Directions for this task → With the records in front of you, set every one of them down exactly.
[Data to examine — start]
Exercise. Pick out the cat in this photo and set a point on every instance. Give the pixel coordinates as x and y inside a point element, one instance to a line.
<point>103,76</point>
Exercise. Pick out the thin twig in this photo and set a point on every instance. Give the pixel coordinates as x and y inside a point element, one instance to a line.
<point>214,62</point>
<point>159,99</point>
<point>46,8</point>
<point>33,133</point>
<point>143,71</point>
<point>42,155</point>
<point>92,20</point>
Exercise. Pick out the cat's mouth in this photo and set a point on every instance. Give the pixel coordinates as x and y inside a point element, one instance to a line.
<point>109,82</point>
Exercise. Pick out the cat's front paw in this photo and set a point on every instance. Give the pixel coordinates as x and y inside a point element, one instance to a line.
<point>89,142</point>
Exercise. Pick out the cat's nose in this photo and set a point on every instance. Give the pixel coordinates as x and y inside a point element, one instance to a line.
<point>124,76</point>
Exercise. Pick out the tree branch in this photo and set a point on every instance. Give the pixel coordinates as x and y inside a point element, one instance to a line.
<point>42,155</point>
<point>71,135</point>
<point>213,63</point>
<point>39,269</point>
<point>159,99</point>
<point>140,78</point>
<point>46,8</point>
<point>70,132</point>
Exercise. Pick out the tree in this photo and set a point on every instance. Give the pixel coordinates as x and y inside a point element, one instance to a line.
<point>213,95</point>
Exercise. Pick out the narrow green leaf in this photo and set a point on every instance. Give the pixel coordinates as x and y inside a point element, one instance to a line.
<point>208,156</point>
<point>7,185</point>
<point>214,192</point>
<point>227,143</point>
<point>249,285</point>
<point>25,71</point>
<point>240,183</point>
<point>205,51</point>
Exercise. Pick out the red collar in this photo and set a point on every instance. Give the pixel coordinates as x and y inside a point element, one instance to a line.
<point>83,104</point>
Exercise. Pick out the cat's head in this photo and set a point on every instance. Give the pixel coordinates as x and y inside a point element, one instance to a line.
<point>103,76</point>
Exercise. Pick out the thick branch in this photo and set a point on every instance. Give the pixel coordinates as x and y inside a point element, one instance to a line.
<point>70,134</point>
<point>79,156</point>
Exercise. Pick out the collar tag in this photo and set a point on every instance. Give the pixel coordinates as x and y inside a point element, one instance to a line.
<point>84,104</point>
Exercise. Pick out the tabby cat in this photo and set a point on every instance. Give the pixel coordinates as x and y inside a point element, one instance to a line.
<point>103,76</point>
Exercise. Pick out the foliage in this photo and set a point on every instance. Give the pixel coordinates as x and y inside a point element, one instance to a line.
[Data to examine — finish]
Task result →
Exercise. Pick out the cat in this photo and set a point on every instance. Give the pixel coordinates as x and y inside a point element, one instance to a line.
<point>103,76</point>
Exercise. Pick out the thin twig in this photo and set a point on every instance. Give the pixel coordinates as x and y inside a point element, one instance to a line.
<point>214,62</point>
<point>159,99</point>
<point>46,8</point>
<point>33,133</point>
<point>143,71</point>
<point>42,155</point>
<point>92,20</point>
Exercise. Pick out the cat's mouth in this photo and set a point on every instance. Give the pixel coordinates as x and y inside a point element, one instance to a line.
<point>109,82</point>
Exercise. Pick out the cat's front paw in this photo and set a point on every instance. Give the pixel coordinates as x and y inside a point element, one instance to a line.
<point>89,142</point>
Exercise. Pick out the cat's nose in this photo and set a point on every instance. Give the pixel coordinates as x and y inside a point element, one instance to a line.
<point>124,76</point>
Exercise. Pick out the tree branch in this photo and set a point on every instance. Give the pixel coordinates as x and y inside a point element, one instance to a line.
<point>42,155</point>
<point>71,135</point>
<point>213,63</point>
<point>39,269</point>
<point>159,99</point>
<point>140,78</point>
<point>46,8</point>
<point>70,132</point>
Exercise. Pick out the tree in this photo and set a point on every instance. Give the pixel coordinates as x and y inside a point element, one instance to a line.
<point>213,95</point>
Exercise. Pick out the narrow green leaf in this photo and set a point on every instance. Give the pixel coordinates as x and y inside a point element, one instance to a line.
<point>208,156</point>
<point>7,185</point>
<point>214,192</point>
<point>227,143</point>
<point>249,285</point>
<point>25,71</point>
<point>240,183</point>
<point>205,51</point>
Exercise. Pick out the red collar in this photo and set a point on every instance. Give the pixel coordinates as x and y inside a point element, one instance to a line.
<point>83,104</point>
Exercise. Pick out the cat's head in this photo and set a point on every instance. Give the pixel coordinates as x and y inside a point element, one instance to a line.
<point>103,76</point>
Exercise. Pick out the thick branch in this photo and set a point on every instance. Give the pixel coordinates as x and y inside a point element, one instance to a line.
<point>70,134</point>
<point>79,156</point>
Exercise. Pick out the collar tag in this photo and set a point on every instance. Give the pixel coordinates as x and y inside a point element, one instance to a line.
<point>84,104</point>
Exercise. Pick out the tabby cat in this photo and set a point on every instance. Give the pixel coordinates as x and y inside a point element, one instance to a line.
<point>103,76</point>
Exercise. Pick out the foliage in this photo and set a point on every instance. Give the pixel coordinates as x and y inside a point element, one instance to a line.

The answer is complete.